- _SELECTED EXCERPT_
Texas Association of Money Services Businesses v. Bondi
5:25-cv-00344
W.D. Tex.May 19, 2025Background
- In 2025, the U.S. Treasury's Financial Crimes Enforcement Network (FinCEN) issued a Geographic Targeting Order (GTO) reducing the reporting threshold for money services businesses (MSBs) in certain Texas and California border zip codes from $10,000 to $200 per transaction.
- The GTO did not apply to banks or large electronic money transfer services, affecting only non-bank MSBs in specified regions.
- Plaintiffs, a trade association and ten MSBs, challenged the GTO, alleging it would cripple their businesses due to vastly increased paperwork, drive away customers, and confer an unfair competitive advantage to banks.
- The core statutory bases for the GTO are the Bank Secrecy Act (BSA) and FinCEN’s authority to issue GTOs with respect to particular geographic areas and transaction thresholds.

- _TASK SET_
(a) According to the case summary, which types of businesses were exempt from the GTO?
(b) Reproduce the passage of the case summary starting at "Texas Association of" and ending at "advantage to banks.".

- _PROVIDED RECORDS_

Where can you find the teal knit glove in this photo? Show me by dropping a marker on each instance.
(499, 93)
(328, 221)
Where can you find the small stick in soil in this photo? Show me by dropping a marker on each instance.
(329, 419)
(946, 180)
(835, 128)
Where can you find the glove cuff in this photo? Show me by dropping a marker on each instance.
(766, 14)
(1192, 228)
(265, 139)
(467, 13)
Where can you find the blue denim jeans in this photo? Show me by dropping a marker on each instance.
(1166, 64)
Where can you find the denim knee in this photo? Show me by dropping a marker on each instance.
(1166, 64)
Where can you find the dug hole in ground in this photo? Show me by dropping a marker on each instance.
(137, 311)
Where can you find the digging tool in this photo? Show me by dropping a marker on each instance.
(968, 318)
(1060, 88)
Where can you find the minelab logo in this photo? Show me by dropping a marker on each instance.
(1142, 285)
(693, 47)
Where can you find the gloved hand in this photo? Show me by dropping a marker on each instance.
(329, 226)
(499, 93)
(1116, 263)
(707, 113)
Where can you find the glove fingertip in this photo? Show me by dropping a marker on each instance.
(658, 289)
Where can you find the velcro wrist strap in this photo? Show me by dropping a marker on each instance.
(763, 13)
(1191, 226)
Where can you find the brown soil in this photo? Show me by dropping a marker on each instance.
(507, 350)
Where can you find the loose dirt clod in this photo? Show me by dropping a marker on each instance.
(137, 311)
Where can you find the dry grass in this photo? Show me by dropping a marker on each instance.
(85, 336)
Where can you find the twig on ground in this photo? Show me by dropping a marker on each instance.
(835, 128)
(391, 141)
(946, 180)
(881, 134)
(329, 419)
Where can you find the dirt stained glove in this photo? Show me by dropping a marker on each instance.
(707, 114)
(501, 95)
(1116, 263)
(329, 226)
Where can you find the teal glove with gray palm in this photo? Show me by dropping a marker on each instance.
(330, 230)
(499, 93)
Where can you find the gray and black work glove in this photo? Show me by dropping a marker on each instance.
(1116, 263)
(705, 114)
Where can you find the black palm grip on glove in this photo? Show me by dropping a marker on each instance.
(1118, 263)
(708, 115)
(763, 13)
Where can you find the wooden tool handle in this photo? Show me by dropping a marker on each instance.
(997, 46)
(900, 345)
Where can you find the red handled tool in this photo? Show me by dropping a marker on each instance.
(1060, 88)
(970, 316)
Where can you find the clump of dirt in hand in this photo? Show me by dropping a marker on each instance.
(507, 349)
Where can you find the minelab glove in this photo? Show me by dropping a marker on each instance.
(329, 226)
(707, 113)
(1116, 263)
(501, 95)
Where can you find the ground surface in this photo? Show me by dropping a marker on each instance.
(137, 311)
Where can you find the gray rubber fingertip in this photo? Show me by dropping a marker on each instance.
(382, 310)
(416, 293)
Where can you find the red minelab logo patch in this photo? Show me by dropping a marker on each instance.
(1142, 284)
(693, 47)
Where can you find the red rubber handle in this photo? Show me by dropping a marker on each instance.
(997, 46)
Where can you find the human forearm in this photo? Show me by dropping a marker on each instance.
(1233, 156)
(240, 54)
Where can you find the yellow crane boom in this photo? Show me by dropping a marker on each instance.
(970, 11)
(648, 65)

- _ANSWER SET_
(a) Banks and large electronic money transfer services.

(b)
Texas Association of Money Services Businesses v. Bondi
5:25-cv-00344
W.D. Tex.May 19, 2025Background
- In 2025, the U.S. Treasury's Financial Crimes Enforcement Network (FinCEN) issued a Geographic Targeting Order (GTO) reducing the reporting threshold for money services businesses (MSBs) in certain Texas and California border zip codes from $10,000 to $200 per transaction.
- The GTO did not apply to banks or large electronic money transfer services, affecting only non-bank MSBs in specified regions.
- Plaintiffs, a trade association and ten MSBs, challenged the GTO, alleging it would cripple their businesses due to vastly increased paperwork, drive away customers, and confer an unfair competitive advantage to banks.